== Records to process ==
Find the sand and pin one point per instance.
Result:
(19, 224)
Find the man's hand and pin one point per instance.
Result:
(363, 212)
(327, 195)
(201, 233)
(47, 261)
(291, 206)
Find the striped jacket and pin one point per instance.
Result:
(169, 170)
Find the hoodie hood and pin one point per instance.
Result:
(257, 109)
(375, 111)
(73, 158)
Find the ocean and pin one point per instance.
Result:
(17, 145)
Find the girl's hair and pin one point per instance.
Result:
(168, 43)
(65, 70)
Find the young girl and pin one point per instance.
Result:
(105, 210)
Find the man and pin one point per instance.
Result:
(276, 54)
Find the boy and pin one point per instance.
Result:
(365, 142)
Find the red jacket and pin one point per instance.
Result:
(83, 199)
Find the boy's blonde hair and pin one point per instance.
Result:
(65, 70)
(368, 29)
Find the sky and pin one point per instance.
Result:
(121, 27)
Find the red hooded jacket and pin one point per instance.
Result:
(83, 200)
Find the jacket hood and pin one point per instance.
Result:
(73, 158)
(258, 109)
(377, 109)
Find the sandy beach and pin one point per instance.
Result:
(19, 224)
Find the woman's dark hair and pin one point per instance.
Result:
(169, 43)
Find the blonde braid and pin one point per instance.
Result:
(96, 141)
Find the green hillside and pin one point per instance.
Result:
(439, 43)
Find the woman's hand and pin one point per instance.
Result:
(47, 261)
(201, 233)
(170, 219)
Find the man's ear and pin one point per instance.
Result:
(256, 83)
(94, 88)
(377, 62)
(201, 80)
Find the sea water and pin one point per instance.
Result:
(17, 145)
===
To do> Please transcribe the listing in its entirety, exactly.

Reply>
Find the sand and pin one point per instance.
Result:
(19, 224)
Find the man's hand and pin one point per instance.
Result:
(363, 212)
(327, 195)
(201, 233)
(47, 261)
(291, 206)
Find the striped jacket and pin one point per instance.
Result:
(169, 170)
Find the hoodie hood and pin one point per instance.
Result:
(257, 109)
(375, 111)
(73, 158)
Find the ocean and pin one point per instance.
Result:
(17, 145)
Find the girl's hair and pin one point per instance.
Result:
(168, 43)
(65, 70)
Find the young girl and pin one point per instance.
Result:
(105, 210)
Find the man and pin one point per instance.
Result:
(276, 54)
Find the boy and pin one point per instance.
Result:
(365, 142)
Find the red jacket and pin one point per instance.
Result:
(83, 199)
Find the boy's blonde hair and pin one point per instance.
Result:
(65, 70)
(368, 29)
Find the sky and pin one point per instance.
Result:
(121, 27)
Find the red hooded jacket and pin one point per instance.
Result:
(83, 200)
Find the jacket hood and pin one point per instance.
Result:
(73, 158)
(258, 109)
(377, 109)
Find the sandy beach and pin one point per instance.
Result:
(19, 224)
Find the woman's dark hair and pin one point per instance.
Result:
(169, 43)
Find the blonde braid and pin one point per instance.
Result:
(96, 141)
Find the green hillside and pin one point per instance.
Result:
(439, 43)
Find the woman's hand and pin one point per instance.
Result:
(47, 261)
(201, 233)
(170, 219)
Find the man's ear and pin one point per instance.
Result:
(256, 83)
(94, 88)
(377, 62)
(201, 80)
Find the sea water and pin one point per instance.
Result:
(17, 145)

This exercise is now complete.